Position identification records:
□ □ □ □ □ □ □
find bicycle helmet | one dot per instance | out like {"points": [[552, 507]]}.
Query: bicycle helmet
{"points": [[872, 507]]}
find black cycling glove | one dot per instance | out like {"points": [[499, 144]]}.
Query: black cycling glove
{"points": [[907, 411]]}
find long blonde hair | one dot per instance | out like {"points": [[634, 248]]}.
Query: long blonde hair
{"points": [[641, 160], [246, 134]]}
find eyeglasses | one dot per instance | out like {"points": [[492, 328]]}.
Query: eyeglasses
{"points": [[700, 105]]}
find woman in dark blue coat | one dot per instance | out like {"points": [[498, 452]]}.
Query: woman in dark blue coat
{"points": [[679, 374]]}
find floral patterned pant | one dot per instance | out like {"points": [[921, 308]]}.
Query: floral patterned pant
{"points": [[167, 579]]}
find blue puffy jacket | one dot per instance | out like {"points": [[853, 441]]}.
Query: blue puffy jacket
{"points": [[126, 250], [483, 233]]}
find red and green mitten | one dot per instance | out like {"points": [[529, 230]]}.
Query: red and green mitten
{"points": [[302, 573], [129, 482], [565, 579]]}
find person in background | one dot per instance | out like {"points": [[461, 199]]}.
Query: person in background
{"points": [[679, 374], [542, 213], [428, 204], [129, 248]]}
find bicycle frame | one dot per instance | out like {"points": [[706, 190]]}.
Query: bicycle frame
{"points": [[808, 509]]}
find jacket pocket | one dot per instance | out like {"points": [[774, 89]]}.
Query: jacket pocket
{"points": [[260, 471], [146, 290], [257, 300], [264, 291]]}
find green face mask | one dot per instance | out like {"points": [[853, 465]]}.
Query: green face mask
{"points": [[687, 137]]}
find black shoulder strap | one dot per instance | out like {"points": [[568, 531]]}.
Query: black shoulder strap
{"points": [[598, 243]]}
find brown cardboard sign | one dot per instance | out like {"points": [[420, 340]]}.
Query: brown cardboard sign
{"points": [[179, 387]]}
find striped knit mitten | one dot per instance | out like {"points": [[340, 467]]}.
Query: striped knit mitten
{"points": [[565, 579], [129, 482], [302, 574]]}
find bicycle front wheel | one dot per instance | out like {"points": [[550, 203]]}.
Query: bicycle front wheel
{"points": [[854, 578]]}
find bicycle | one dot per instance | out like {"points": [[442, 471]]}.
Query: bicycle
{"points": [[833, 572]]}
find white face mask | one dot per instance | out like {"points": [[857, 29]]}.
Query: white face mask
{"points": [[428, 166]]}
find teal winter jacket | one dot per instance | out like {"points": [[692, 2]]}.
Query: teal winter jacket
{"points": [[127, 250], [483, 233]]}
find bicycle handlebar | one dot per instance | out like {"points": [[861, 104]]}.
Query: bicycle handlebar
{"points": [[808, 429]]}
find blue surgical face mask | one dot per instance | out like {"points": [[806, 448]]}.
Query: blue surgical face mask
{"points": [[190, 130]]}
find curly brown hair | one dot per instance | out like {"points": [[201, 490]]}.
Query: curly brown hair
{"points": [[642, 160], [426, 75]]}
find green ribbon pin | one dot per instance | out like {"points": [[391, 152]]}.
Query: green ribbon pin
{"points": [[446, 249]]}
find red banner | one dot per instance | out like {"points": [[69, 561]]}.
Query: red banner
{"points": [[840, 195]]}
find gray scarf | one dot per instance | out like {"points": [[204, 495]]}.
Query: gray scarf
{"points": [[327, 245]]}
□ □ □ □ □ □ □
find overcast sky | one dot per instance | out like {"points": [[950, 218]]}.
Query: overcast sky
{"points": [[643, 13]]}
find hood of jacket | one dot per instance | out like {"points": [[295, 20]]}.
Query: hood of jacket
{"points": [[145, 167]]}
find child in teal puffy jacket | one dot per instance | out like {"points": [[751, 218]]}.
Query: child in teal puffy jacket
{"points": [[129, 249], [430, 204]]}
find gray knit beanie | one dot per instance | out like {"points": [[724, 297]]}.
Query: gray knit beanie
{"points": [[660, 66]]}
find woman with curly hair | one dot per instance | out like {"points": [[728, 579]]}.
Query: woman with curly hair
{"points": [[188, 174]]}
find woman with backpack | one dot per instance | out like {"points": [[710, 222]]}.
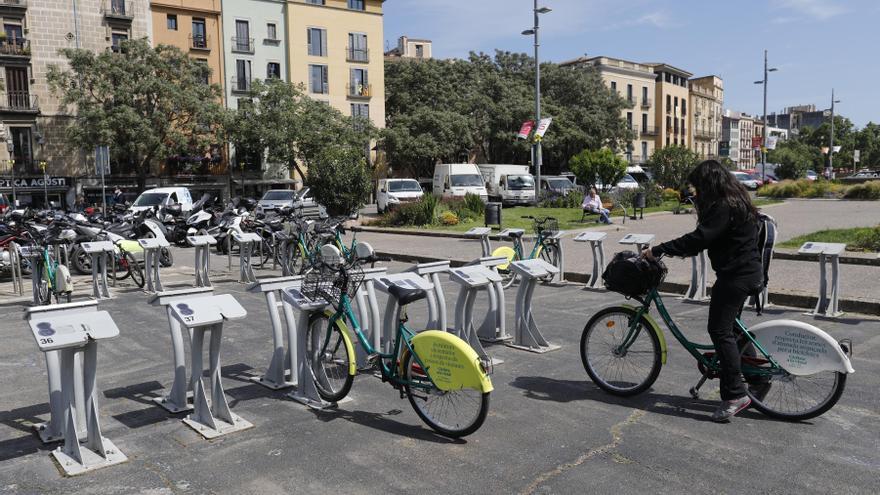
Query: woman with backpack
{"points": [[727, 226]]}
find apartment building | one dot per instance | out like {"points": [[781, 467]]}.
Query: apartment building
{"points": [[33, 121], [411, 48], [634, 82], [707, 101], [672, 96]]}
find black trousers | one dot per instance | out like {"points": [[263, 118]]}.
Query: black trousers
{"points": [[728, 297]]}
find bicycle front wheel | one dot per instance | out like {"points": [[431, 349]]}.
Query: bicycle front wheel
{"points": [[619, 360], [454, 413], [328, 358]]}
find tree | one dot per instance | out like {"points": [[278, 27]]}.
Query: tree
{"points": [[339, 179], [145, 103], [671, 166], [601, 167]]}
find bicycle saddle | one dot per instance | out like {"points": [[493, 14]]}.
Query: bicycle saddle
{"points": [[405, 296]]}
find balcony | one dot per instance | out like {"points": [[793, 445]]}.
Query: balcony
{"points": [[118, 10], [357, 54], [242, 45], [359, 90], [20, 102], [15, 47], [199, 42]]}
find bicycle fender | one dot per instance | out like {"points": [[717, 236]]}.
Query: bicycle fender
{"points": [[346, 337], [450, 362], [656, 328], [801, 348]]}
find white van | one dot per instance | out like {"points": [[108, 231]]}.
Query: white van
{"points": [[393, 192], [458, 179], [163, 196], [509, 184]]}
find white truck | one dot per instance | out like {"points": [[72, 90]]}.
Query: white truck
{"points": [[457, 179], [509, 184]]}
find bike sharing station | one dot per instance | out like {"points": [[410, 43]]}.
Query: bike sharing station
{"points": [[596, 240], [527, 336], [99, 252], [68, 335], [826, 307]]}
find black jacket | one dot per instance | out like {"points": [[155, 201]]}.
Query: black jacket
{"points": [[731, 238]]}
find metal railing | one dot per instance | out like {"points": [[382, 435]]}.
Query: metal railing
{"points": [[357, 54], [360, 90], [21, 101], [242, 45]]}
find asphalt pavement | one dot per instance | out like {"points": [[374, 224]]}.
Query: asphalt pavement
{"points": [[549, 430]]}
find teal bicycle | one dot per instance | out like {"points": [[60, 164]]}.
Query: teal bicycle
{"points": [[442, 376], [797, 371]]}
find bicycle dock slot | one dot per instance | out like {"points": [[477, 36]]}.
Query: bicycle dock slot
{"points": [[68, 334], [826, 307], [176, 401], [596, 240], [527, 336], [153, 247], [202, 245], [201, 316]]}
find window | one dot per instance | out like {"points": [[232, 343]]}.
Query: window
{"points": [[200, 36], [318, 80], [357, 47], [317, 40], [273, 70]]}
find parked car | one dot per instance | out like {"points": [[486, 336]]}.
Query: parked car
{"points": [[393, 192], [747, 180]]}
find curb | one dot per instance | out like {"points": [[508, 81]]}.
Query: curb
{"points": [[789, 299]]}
□ □ □ □ □ □ □
Task brief:
Show each line above that contains the word "balcony".

The result:
find balcony | one dot per instance | out like {"points": [[793, 445]]}.
Query: balcony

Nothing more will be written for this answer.